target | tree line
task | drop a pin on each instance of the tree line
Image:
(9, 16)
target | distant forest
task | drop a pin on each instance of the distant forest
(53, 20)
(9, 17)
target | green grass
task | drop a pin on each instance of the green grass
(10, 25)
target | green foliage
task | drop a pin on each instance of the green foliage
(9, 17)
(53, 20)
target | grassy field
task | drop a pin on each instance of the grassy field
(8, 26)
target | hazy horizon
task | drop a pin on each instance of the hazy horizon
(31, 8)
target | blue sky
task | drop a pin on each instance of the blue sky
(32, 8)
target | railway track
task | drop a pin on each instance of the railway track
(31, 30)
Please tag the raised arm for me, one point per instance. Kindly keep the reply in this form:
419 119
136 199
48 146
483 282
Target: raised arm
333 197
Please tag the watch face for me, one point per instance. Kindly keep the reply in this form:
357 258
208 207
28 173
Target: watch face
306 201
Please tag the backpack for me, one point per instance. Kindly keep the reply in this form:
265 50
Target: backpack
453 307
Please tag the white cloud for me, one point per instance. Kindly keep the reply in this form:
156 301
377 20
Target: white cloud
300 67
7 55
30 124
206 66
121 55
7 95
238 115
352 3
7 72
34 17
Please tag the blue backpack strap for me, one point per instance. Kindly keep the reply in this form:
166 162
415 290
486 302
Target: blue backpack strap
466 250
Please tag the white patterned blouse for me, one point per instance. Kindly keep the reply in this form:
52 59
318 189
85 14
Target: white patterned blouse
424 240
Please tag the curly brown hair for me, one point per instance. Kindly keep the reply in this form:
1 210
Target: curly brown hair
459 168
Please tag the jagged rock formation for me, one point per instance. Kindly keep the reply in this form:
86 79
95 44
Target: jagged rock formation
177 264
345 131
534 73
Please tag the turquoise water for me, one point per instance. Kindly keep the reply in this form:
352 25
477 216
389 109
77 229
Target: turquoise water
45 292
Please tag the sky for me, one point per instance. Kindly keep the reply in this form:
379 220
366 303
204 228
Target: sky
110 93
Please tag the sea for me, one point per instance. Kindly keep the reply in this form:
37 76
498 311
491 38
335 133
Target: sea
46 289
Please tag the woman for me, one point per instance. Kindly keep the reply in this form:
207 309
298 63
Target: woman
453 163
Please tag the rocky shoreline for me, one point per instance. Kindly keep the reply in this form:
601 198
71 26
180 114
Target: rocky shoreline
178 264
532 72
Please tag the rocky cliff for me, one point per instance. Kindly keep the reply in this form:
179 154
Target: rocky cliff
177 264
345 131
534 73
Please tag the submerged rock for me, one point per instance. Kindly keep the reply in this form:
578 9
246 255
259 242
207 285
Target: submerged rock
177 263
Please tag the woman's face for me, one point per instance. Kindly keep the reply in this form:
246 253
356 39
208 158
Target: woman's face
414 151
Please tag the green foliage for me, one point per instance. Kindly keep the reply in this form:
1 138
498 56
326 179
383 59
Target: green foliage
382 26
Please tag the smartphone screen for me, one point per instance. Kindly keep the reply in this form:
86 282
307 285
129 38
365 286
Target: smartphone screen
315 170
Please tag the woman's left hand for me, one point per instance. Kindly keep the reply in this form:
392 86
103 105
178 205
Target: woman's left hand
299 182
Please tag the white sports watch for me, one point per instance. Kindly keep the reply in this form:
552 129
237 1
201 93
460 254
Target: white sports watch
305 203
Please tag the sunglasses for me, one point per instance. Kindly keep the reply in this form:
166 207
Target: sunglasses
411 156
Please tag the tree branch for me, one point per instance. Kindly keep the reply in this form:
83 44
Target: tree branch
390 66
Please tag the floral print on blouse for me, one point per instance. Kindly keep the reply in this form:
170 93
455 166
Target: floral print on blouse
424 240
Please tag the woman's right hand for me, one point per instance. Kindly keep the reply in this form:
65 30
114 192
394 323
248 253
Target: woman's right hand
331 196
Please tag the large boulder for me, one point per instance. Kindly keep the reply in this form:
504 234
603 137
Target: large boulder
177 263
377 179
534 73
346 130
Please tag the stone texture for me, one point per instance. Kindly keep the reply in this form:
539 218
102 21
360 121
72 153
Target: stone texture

=-=-=

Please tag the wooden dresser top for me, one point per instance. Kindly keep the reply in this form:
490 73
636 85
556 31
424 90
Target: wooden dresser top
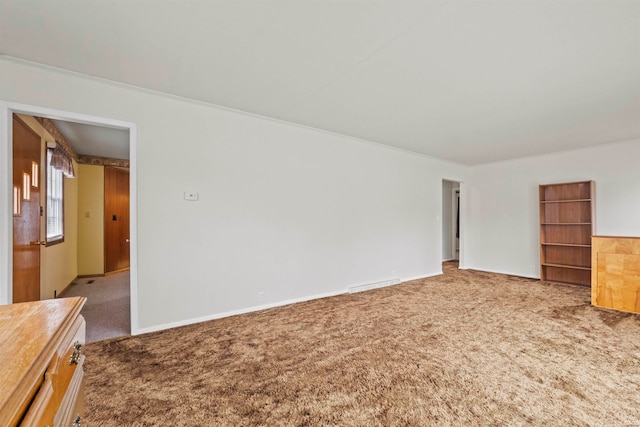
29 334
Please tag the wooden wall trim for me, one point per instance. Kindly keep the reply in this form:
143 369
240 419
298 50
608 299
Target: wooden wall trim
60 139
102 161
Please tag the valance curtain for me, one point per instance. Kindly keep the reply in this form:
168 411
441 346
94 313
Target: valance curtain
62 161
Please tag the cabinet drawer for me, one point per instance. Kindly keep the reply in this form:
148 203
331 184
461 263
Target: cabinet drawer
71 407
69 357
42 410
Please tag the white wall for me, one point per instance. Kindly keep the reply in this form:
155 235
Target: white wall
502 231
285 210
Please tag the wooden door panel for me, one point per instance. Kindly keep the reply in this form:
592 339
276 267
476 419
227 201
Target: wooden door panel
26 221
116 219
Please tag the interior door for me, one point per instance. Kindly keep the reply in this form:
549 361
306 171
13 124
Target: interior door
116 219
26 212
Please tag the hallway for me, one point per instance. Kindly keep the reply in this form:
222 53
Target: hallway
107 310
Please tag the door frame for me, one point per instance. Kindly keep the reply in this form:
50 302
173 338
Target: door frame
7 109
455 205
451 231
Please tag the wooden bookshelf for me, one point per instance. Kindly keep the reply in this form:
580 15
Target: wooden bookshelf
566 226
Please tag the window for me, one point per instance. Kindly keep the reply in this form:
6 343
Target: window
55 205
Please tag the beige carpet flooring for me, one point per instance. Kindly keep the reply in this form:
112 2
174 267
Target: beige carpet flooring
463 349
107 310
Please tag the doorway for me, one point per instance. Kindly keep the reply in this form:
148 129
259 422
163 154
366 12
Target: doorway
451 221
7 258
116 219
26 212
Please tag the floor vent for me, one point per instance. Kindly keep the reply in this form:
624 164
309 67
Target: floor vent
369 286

=-=-=

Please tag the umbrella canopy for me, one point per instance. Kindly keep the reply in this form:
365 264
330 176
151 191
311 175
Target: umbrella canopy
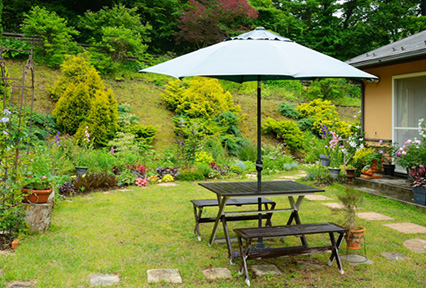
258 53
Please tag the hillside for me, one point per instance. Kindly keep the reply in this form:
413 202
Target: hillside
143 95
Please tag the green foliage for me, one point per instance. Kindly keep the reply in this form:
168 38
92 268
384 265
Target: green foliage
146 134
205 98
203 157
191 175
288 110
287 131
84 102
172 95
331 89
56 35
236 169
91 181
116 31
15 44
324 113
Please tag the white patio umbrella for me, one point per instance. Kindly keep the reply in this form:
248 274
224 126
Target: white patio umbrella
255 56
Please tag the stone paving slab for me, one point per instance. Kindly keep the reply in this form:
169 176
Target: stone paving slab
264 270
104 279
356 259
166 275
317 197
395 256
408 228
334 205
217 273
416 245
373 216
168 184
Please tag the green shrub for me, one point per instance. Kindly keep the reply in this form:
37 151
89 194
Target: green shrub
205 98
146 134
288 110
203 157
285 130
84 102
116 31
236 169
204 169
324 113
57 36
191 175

=-=-=

Tarefa: Filtre as linhas acima e copie todas as que contêm a palavra "shoreline". Maiúsculas e minúsculas fazem diferença.

Solução:
Please tag the rocky shoreline for me, one point per instance. Kindly keep the reply in this form:
Target: rocky shoreline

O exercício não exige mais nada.